◆ The problem: Write the data out again exactly, with no pictures.

[Stored entries]
^^^^

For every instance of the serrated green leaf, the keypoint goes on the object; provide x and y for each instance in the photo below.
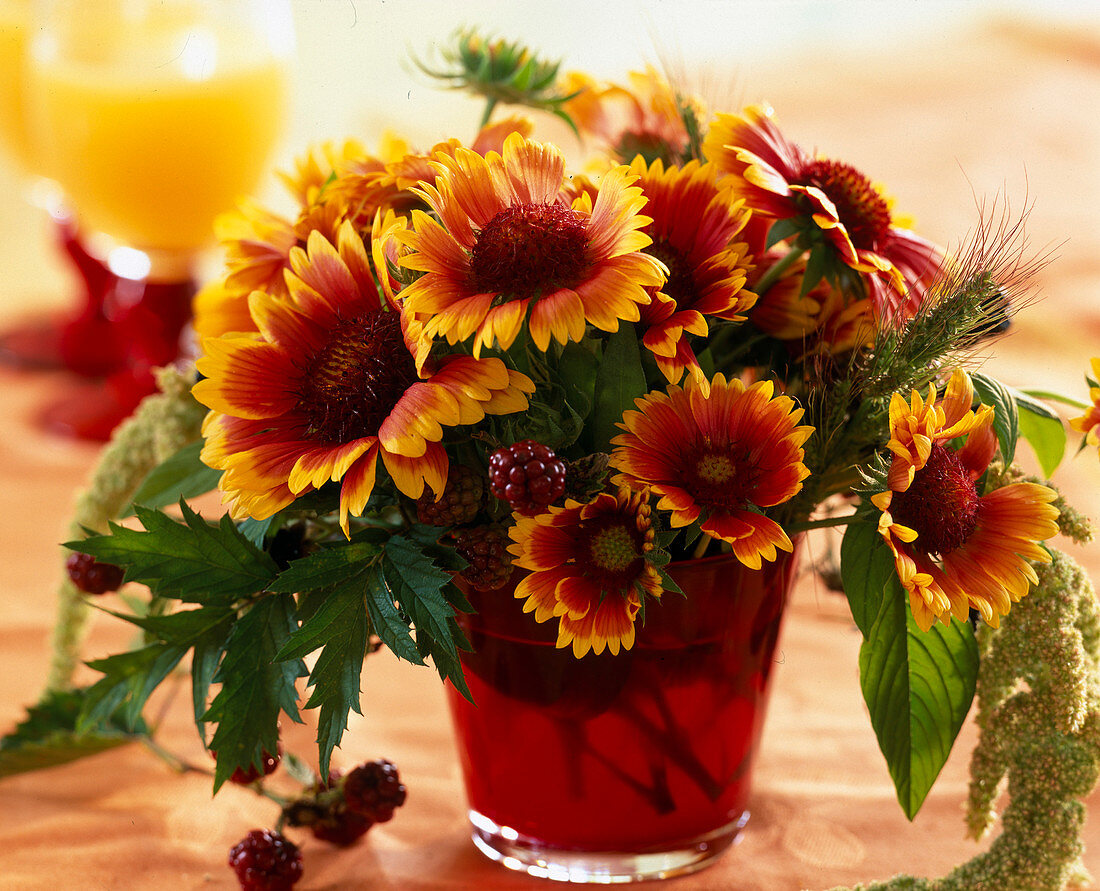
(183, 475)
(1046, 436)
(387, 622)
(339, 628)
(867, 569)
(332, 565)
(47, 736)
(1005, 417)
(191, 561)
(255, 688)
(919, 686)
(417, 584)
(129, 679)
(619, 381)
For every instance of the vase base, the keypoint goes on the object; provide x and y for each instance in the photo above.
(523, 854)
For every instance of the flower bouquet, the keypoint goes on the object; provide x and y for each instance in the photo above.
(561, 435)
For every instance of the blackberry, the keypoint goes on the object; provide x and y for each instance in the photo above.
(323, 810)
(485, 549)
(92, 576)
(527, 474)
(265, 860)
(460, 503)
(374, 790)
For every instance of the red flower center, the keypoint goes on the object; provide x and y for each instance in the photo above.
(862, 210)
(527, 250)
(615, 552)
(941, 505)
(681, 283)
(355, 380)
(721, 479)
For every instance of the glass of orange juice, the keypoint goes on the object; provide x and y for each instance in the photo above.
(154, 117)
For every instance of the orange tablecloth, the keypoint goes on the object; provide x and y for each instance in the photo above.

^^^^

◆ Written reply:
For every instance of the serrated green leaf, the keypoint goes on the object; provide x and y for each instance in the photo below.
(183, 475)
(1046, 436)
(387, 622)
(339, 628)
(867, 569)
(332, 565)
(47, 736)
(1005, 417)
(191, 561)
(255, 688)
(919, 686)
(417, 584)
(129, 679)
(619, 381)
For every instance of the vase base, the keypoint goes on the object; provide x and y for each instance in the photo above.
(523, 854)
For every instance of the flower bouquet, the keypoint goes on the object; provide x and y for each instance in the photo above.
(561, 435)
For every instance of the blackberry, the keypoint goes on the object; provide x and y for each instance in the photo above.
(323, 810)
(485, 549)
(92, 576)
(527, 474)
(265, 860)
(460, 503)
(374, 790)
For every instance of the red flower center, the keypoint goes on the object; provide x and y for each instance in the photo above.
(862, 210)
(527, 250)
(615, 552)
(941, 505)
(681, 283)
(355, 380)
(721, 479)
For every instance of the glass of orange juice, the keypoint goes on the object; provide x and y for each instance in the photo above.
(154, 117)
For every instance of the orange tablecloth, the keypoint goes on the object; provide x and y for each instance in the photo above.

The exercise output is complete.